-- TEXT --
3. Amendments to Borrower Security Agreement.
 
(a) Section 2(a) of the Borrower Security Agreement is hereby amended and restated in its entirety as follows:  “the shares of stock described from time to time in Schedule I hereto (the ‘Pledged Shares’);”
 
(b) Section 2(g)(i) of the Borrower Security Agreement is amended and restated in its entirety as follows:  “(i) accounts numbers XXXXXXX, XXXXXXX, XXXXXXX and XXXXXXX (the “BofA Accounts”) maintained by Peter W. May and Leni May with Bank of America, N.A. and”
 
(c) Section 5(e) of the Borrower Security Agreement is amended by deleting: (i) “and, to the extent applicable, the Registration Rights Agreement,” from the first sentence thereof, (ii) “and the Registration Rights Agreement” from the fourth sentence thereof, and (iii) “or the Registration Rights Agreement” from the fifth sentence thereof.
 
(d) Section 6(f) of the Borrower Security Agreement is amended by adding the words “, or to placement agents pursuant to the Placement Agent Incentive Arrangements” at the end of such subsection.
 
(e) Section 6(g) of the Borrower Security Agreement is amended by deleting such subsection in its entirety and replacing it with “[Reserved.]”

-- REQUIREMENT --
Pick up the amendment text after its last sentence and carry it forward.

-- RAW DATA --
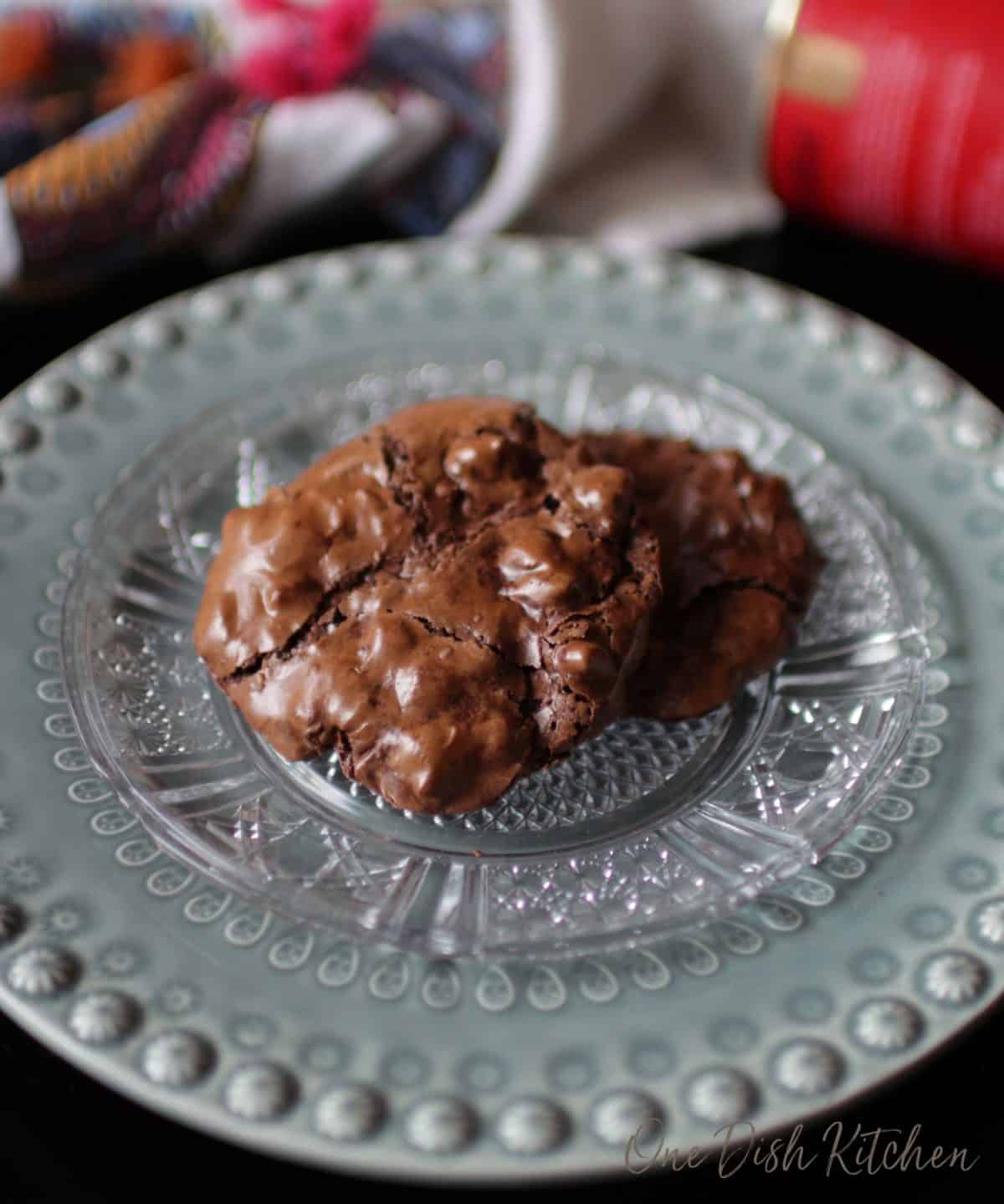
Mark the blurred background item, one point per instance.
(132, 131)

-- ANSWER TO THE PROBLEM --
(f) Section 6(i) of the Borrower Security Agreement is amended and restated in its entirety as follows:
 
“(i) Lien.  No Pledgor will create, incur or suffer to exist (i) any Lien upon or with respect to any of the Pledged Collateral, except for the security interests created by this Pledge Agreement and the Trian Security Documents, (ii) Customary Permitted Liens or (iii) any contractual restriction on the transferability of any of the Pledged Collateral (including, without limitation, any market standoff or other "lock-up" agreement) other than the restriction in the Loan Documents, the Trian Loan Documents, any Partnership Agreement, the Employee Incentive Arrangement or the Placement Agent Incentive Arrangement, in each case as in effect on the date hereof, which applies only to the Pledgors (and not to any sale or disposition of the Pledged Collateral by the Agent or the Lender).”
 
(g) Section 6(j) of the Borrower Security Agreement is amended by deleting the words “the Registration Rights Agreement or” from the parenthetical clause appearing therein.
 
(h) Section 8(f) of the Borrower Security Agreement is amended by deleting the words: (i) “and the Registration Rights Agreement” from clause (i) thereof, (ii) “or the Registration Rights Agreement” from clause (ii) thereof, and (iii) “or the Registration Rights Agreement” from clause (iii) thereof.
 
(i) Section 11 of the Borrower Security Agreement is amended by amending and restating the provision stating the address for notices to the Lender to read as follows:
 
“if to the Agent, to it at its address at Bank of America, N.A., 101 North Tryon Street, Charlotte, North Carolina  28255, with copies to Bank of America, N.A., 767 Fifth Avenue, Floor 12A, New York, New York  10153-0083, Attention:  Ms. Jane R. Heller, Managing Director, Telecopier No. (212) 407-5402, Telephone No. (212) 407-5466, and Shearman & Sterling LLP, 599 Lexington Avenue, New York, New York 10022, Attention:  Steven Sherman, Esq.;”
 
(j) Schedule I to the Borrower Security Agreement is hereby amended and restated in its entirety as provided in Annex C hereto.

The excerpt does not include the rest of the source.